What is expected: Your task is to print the material below exactly as presented.

────────

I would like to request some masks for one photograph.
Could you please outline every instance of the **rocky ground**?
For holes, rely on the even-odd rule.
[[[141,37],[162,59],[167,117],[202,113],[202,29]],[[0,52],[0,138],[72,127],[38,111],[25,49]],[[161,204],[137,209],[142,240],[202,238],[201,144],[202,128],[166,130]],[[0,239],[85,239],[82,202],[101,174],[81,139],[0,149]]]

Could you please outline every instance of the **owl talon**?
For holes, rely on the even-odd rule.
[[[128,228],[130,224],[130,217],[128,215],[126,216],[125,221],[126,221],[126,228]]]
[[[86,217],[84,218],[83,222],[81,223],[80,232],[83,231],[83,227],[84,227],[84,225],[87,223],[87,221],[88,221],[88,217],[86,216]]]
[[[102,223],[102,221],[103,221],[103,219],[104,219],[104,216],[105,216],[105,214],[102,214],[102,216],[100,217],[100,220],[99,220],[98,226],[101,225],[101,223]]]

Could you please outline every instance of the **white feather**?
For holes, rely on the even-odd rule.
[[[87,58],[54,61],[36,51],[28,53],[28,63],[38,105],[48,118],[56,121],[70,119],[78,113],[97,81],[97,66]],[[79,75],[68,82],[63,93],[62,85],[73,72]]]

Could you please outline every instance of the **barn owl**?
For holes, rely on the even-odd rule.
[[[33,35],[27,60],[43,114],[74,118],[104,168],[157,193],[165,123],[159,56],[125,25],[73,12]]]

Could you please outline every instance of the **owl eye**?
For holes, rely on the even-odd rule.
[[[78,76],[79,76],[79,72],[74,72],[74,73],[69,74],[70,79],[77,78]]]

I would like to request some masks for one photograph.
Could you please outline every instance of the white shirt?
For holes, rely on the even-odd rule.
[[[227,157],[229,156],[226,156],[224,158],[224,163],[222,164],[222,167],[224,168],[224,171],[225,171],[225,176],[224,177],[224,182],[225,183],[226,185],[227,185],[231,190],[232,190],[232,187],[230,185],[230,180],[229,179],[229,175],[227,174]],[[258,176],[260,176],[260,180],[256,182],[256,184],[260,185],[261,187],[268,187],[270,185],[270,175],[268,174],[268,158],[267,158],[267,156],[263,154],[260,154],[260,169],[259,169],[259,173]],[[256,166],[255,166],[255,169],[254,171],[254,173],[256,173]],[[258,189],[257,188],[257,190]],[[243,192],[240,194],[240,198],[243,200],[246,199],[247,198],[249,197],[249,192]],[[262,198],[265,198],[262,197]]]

────────

Answer:
I would like to request some masks for one photograph.
Could you please outline every instance of the **rocky ground**?
For holes, rely on the even-odd rule.
[[[141,37],[162,59],[167,117],[202,113],[202,29]],[[0,52],[0,138],[72,127],[38,111],[25,49]],[[161,204],[137,209],[142,240],[202,238],[201,144],[202,128],[166,130]],[[0,239],[85,239],[82,202],[101,174],[81,139],[0,149]]]

Could you please outline every instance of the **owl talon**?
For holes, rely on the even-odd rule.
[[[128,228],[130,224],[130,217],[128,215],[126,216],[125,221],[126,221],[126,228]]]
[[[86,217],[84,218],[83,222],[81,223],[80,232],[83,231],[83,227],[84,227],[84,225],[87,223],[87,221],[88,221],[88,217],[86,216]]]
[[[102,223],[102,221],[103,221],[103,219],[104,219],[104,216],[105,216],[105,214],[102,214],[102,216],[100,217],[100,220],[99,220],[98,226],[101,225],[101,223]]]

Could you please outline every instance of the **white feather**?
For holes, rely on the even-odd rule.
[[[87,58],[54,61],[36,51],[28,53],[28,63],[38,105],[48,118],[56,121],[70,119],[78,113],[97,81],[97,66]],[[79,75],[68,82],[63,93],[62,85],[73,72]]]

Could you please outline every instance of the **barn owl**?
For holes, rely on the even-odd rule.
[[[33,35],[27,60],[43,114],[74,118],[104,168],[157,193],[165,123],[159,56],[125,25],[73,12]]]

Could you please outline every instance of the **owl eye**?
For holes, rely on the even-odd rule.
[[[78,76],[79,76],[79,72],[74,72],[74,73],[69,74],[70,79],[77,78]]]

I would like to request some masks for one photograph.
Could you please outline every instance of the white shirt?
For holes, rely on the even-odd rule.
[[[227,157],[229,156],[226,156],[224,158],[224,163],[222,164],[222,167],[224,168],[224,171],[225,171],[225,176],[224,177],[224,182],[225,183],[226,185],[227,185],[231,190],[232,190],[232,187],[230,185],[230,180],[229,179],[229,175],[227,174]],[[258,176],[260,176],[260,180],[256,182],[256,184],[260,185],[261,187],[268,187],[270,185],[270,175],[268,174],[268,158],[267,158],[267,156],[263,154],[260,154],[260,169],[259,169],[259,173]],[[256,166],[255,166],[255,169],[254,171],[254,173],[256,173]],[[258,189],[257,188],[257,190]],[[243,192],[240,194],[240,198],[243,200],[246,199],[247,198],[249,197],[249,192]],[[262,198],[265,198],[262,197]]]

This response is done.